BEGIN

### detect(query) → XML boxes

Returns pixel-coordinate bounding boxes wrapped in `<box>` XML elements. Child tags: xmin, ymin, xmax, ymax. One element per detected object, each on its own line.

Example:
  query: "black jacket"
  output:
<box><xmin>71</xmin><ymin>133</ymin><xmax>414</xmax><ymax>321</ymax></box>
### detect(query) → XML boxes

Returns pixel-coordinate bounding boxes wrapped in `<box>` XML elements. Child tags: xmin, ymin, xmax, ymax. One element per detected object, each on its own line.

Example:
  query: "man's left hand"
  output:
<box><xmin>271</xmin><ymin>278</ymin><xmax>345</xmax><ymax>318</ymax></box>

END

What is being asked> Please reproduce all of the data above line for line, keeping every character unchanged.

Finished answer>
### detect(query) → XML boxes

Returns pixel-coordinate bounding boxes wrapped in `<box>` XML elements. Child tags: xmin, ymin, xmax, ymax. One element per detected object, each on its own line.

Example:
  query: "black jacket"
  output:
<box><xmin>71</xmin><ymin>133</ymin><xmax>414</xmax><ymax>321</ymax></box>
### detect(query) → XML boxes

Returns pixel-coordinate bounding boxes wrapped in `<box>` XML elements. Child tags: xmin, ymin, xmax, ymax. One element per detected object, each on its own line.

Example:
  query: "man's left hand"
  output:
<box><xmin>271</xmin><ymin>278</ymin><xmax>345</xmax><ymax>318</ymax></box>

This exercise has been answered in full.